**Quoted passage**:
[Start of section]
RIVERSIDE – Riverside County supervisors are expected today to authorize bidding to begin for work on the $274 million East County Detention Center in Indio.
County officials have already drawn up an approved list of prospective general building and electronic security contractors who will be able to compete for a chance to work on the jail expansion project. The Board of Supervisors signed off on the ”pre-qualification” list April 8. The contractor who meets criteria for being the ”most responsive and responsible” bidder will be selected.
The county is still awaiting state planning approvals for the 1,626-bed jail, so a groundbreaking date has not been set.
According to the Economic Development Agency, construction could begin before summer’s end, though early 2015 appears more likely. A demolition project to clear the space at Highway 111 and Oasis Street where the correctional facility will be located is underway.
The ECDC, which is expected to take about two years to construct, will replace the current 353-bed Indio Jail. According to EDA documents, the detention center will have an on-site health clinic, classrooms, recreation yards, a video visitation room, a full-service kitchen and a ”special housing unit” for inmates with ”conditions requiring separation from other inmates … and those with a need for healthcare support.”
The county received a $100 million state grant, which covers about a third of project costs. The balance of the tab will have to be picked up by the county, though additional grant funding is being sought.
[End of section]
**Data listing**:
[Start of section]
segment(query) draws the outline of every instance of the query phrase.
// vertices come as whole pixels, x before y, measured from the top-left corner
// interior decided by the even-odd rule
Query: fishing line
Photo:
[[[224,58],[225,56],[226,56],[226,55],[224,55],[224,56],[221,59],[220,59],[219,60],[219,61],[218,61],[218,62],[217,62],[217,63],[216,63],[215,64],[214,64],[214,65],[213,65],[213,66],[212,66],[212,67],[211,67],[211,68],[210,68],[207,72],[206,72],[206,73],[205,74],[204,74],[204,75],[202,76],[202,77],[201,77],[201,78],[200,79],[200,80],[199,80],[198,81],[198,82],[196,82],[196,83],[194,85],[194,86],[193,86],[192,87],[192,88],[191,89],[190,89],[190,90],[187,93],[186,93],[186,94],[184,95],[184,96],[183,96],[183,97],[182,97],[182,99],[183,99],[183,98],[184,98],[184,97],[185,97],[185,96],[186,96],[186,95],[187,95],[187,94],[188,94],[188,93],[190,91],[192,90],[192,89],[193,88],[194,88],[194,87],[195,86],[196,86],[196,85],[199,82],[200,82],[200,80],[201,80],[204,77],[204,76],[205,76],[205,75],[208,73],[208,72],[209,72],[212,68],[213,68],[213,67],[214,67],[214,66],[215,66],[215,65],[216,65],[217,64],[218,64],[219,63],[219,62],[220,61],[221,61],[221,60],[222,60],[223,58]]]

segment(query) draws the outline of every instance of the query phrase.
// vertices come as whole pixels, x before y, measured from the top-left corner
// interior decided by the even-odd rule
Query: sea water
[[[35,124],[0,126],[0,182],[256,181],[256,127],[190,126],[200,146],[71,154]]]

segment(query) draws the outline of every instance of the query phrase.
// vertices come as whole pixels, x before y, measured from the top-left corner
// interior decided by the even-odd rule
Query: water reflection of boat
[End of section]
**Work instructions**:
a: Answer these questions from the Indio jail article:
(i) How many beds will the new detention center have?
(ii) On what date did the Board of Supervisors approve the pre-qualification list?
(iii) How large was the state grant the county received?
b: Retype the part of the Indio jail article starting with "According to the" and going on through "located is underway.".
c: Carry the Indio jail article on from its last sentence.
The material has no connection to the jail article.

**Responses**:
a:
(i) 1,626
(ii) April 8
(iii) $100 million

b:
According to the Economic Development Agency, construction could begin before summer’s end, though early 2015 appears more likely. A demolition project to clear the space at Highway 111 and Oasis Street where the correctional facility will be located is underway.

c:
The board has put jail expansion and construction projects at the forefront of countywide priorities due to concerns over ongoing inmate early releases and how that practice may be contributing to upward spikes in area crime.
The county has 3,906 inmate beds at its five detention facilities. But according to a report released in September, an additional 10,000 beds will be required over the next decade to keep pace with demand for correctional space.
The total number of early inmate releases in 2012 and 2013 topped 16,000. Under a 20-year-old federal court decree, the county must have a jail bed for every detainee or selectively release inmates to make room for incoming ones.
County officials argue conditions have been exacerbated by Assembly Bill 109, also known as the Public Safety Realignment Act of 2011. Under the law, so-called ”non-serious, non-violent” offenders convicted of felonies that do not stem from a sexual offense are to serve their sentences in local detention facilities instead of state prison.